▸ Task goal
Reproduce verbatim the lines of the records below, starting at the line that contains "Annotation guideline: for each instance of the skier in green" and ending at the final line of the records, with both ends included.

____ Exercise data

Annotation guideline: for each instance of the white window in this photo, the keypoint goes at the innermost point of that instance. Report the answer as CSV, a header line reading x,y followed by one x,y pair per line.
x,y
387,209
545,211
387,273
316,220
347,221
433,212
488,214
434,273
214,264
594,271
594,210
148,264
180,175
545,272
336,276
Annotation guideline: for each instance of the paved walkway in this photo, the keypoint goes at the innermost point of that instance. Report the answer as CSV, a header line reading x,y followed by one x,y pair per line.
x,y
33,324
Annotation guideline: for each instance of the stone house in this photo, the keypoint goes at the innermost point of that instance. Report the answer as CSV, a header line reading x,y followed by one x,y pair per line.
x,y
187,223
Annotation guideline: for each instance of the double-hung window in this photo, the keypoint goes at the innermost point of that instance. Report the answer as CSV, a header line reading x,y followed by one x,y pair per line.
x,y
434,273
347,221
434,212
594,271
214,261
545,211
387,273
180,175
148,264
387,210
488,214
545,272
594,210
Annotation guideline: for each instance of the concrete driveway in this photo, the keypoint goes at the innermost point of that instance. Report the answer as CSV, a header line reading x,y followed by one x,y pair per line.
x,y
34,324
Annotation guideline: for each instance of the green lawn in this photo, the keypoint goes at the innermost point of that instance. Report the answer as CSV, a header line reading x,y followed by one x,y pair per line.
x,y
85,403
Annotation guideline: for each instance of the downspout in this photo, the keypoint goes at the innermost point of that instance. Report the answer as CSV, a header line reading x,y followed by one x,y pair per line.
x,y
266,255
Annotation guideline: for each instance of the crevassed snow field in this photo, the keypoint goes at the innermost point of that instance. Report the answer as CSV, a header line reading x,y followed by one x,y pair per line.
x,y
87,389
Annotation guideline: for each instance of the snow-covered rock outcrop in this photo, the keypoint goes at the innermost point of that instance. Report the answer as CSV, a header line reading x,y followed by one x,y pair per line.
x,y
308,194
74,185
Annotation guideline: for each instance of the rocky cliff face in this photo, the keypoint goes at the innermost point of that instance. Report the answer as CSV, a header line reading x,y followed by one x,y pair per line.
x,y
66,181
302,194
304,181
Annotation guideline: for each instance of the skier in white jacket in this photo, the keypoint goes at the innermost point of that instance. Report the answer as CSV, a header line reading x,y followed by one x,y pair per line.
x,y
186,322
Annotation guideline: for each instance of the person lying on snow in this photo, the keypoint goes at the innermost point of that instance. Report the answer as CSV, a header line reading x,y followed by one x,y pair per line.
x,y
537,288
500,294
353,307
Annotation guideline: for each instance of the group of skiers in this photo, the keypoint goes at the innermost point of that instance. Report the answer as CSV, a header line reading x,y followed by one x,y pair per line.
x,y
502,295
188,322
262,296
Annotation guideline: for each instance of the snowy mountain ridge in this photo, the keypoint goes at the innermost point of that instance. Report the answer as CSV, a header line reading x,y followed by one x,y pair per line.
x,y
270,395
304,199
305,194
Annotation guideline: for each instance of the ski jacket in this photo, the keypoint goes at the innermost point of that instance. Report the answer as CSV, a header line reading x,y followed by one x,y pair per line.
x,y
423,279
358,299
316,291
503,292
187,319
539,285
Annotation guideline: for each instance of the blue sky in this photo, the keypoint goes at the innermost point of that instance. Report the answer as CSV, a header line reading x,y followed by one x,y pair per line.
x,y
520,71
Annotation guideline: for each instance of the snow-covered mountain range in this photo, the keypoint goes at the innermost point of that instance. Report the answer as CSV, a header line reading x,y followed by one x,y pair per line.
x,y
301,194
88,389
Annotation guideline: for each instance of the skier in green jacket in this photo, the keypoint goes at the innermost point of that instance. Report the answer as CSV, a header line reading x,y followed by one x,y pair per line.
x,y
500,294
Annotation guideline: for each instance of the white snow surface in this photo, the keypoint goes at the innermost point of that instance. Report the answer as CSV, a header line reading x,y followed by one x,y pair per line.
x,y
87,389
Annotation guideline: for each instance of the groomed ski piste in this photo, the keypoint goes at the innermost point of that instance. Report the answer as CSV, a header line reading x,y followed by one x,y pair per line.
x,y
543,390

________

▸ Solution
Annotation guideline: for each instance of the skier in green jacket in this photo, the keypoint goes at the innermost point of that instance. Report the answer as CSV, a header line reading x,y followed by one x,y pair per line.
x,y
500,294
Annotation guideline: for each instance of the white snow surface in this photo, the keypoint goes at the innermost point of that instance. Report the answer as CSV, a header line reading x,y followed by one x,y pair per line.
x,y
87,389
Annotation guideline: for each instance of the groomed ski piste in this photo, the keypoint goes at the innermost point of that instance. Report the answer as CSV, a header line reading x,y followed by one x,y pair per line.
x,y
543,390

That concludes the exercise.